- [QUOTED PASSAGE]:

(begin)

Closed DeleMike closed 1 month ago
The Scribe team will do our best to address your contribution as soon as we can. The following is a checklist for maintainers to make sure this process goes as well as possible. Feel free to address the points below yourself in further commits if you realize that actions are needed :)
If you're not already a member of our public Matrix community, please consider joining! We'd suggest using Element as your Matrix client, and definitely join the General and Data rooms once you're in. Also consider joining our bi-weekly Saturday dev syncs. It'd be great to have you!
[x] The commit messages for the remote branch should be checked to make sure the contributor's email is set up correctly so that they receive credit for their contribution
git config user.email
in their local Scribe-Data repo[x] The linting and formatting workflow within the PR checks do not indicate new errors in the files changed
[x] The CHANGELOG has been updated with a description of the changes for the upcoming release and the corresponding issue (if necessary)
Hi @DeleMike, Great job on this! It's impressive how you've come up with this solution.
Just a couple of things to consider:
Let me know your thoughts when you get a chance. :)
I was browsing through the issues and found one that might be related to this. https://github.com/scribe-org/Scribe-Data/issues/293
Hi @DeleMike, Great job on this! It's impressive how you've come up with this solution.
Just a couple of things to consider:
- We might need to revisit total.py later, as there could be some changes related to this PR.
- Do we think it's safe to allow users to update the language_metadata? Specifically, does this handle cases where a user might try to update an existing language (e.g., English) with an incorrect QID?

(end)

- [DATA SECTION]:
(begin)

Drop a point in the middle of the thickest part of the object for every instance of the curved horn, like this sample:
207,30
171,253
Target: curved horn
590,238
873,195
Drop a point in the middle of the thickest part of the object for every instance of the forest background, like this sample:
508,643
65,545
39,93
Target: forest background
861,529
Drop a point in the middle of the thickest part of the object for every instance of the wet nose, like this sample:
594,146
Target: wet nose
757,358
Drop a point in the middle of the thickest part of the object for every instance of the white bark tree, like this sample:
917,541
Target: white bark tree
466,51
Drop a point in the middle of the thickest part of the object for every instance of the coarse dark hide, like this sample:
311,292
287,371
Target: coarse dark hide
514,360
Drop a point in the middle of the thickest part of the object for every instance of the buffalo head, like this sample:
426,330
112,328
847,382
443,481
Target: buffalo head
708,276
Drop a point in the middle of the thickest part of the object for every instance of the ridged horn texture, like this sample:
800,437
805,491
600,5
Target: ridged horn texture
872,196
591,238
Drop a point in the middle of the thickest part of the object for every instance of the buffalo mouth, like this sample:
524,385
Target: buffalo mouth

(end)
(begin)

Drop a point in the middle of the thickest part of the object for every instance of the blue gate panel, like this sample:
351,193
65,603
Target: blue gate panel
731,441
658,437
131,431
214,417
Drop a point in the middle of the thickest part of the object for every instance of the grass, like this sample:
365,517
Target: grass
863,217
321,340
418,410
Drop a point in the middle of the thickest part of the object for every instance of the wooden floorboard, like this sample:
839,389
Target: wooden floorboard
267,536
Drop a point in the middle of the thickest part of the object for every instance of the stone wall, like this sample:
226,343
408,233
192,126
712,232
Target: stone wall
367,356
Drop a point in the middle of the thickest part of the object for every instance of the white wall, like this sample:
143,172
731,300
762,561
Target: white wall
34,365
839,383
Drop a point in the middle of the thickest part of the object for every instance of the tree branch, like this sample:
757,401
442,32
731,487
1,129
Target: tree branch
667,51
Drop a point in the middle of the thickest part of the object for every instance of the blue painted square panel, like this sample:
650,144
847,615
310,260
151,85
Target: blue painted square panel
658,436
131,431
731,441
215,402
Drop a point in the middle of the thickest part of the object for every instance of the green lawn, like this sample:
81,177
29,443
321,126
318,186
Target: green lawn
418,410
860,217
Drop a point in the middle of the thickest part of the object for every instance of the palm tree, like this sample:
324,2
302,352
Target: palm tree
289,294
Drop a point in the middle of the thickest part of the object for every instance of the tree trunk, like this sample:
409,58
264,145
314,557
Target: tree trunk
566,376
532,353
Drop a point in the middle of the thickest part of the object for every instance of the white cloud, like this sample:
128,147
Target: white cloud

(end)

Render this sentence from the pull request thread in Spanish: "We'd suggest using Element as your Matrix client, and definitely join the General and Data rooms once you're in."

Te sugerimos usar Element como tu cliente de Matrix y, sin duda, unirte a las salas General y Data una vez que estés dentro.